Estos casos de apropiación acaecidos durante la última dictadura, como parte de una práctica sistemática, sí han tenido un alto nivel de judicialización y, a pesar de las dificultades que han debido sortearse, ya se están logrando condenas.

Por el contrario, los casos de apropiación fuera de ese contexto rara vez llegan a la Justicia. Como decía antes, no son siquiera percibidos como delito. La visibilización que los niños apropiados durante la dictadura le han dado al tema no ha contribuido a extender la concientización hacia el tema de la apropiación de menores en general. Lo que, en conjunción con la percepción social dominante sobre el tema, va conformando un imaginario social que facilita el tráfico de niños, y funda una red clientelar sostenido en él.

 

El tráfico de niños no debería pensarse como un fenómeno separado de la apropiación. Cuando hablamos de tráfico de niños nos referimos a la entrega, recepción o sustracción de un menor de 18 años, de cualquiera forma que suceda y con cualquier motivación, para cualquier fin, exista o no dinero de por medio.

Entradas del conjunto de datos de anotación
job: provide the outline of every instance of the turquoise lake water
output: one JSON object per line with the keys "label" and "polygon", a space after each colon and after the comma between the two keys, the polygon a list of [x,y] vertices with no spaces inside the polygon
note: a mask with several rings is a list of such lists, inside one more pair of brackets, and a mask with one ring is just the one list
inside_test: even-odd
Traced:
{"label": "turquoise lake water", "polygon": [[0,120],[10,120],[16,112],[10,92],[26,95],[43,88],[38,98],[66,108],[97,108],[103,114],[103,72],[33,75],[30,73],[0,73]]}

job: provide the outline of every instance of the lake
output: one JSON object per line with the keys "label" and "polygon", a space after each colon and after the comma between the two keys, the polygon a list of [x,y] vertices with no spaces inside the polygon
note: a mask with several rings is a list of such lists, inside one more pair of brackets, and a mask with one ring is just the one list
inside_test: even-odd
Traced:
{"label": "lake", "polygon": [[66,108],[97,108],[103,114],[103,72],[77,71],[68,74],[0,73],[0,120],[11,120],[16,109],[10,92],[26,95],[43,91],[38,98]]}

## QUÉ HARÁS
1. Enumera las acciones que, según el texto de origen, abarca el tráfico de niños.
2. En la definición de tráfico de niños del texto de origen, ¿qué edad tiene el menor?
3. Copia del texto de origen el tramo que va desde "Estos casos de" hasta "sostenido en él.", ambos incluidos.

## SOLUCIONES
1. La entrega, la recepción y la sustracción de un menor.

2. Menos de 18 años.

3.
Estos casos de apropiación acaecidos durante la última dictadura, como parte de una práctica sistemática, sí han tenido un alto nivel de judicialización y, a pesar de las dificultades que han debido sortearse, ya se están logrando condenas.

Por el contrario, los casos de apropiación fuera de ese contexto rara vez llegan a la Justicia. Como decía antes, no son siquiera percibidos como delito. La visibilización que los niños apropiados durante la dictadura le han dado al tema no ha contribuido a extender la concientización hacia el tema de la apropiación de menores en general. Lo que, en conjunción con la percepción social dominante sobre el tema, va conformando un imaginario social que facilita el tráfico de niños, y funda una red clientelar sostenido en él.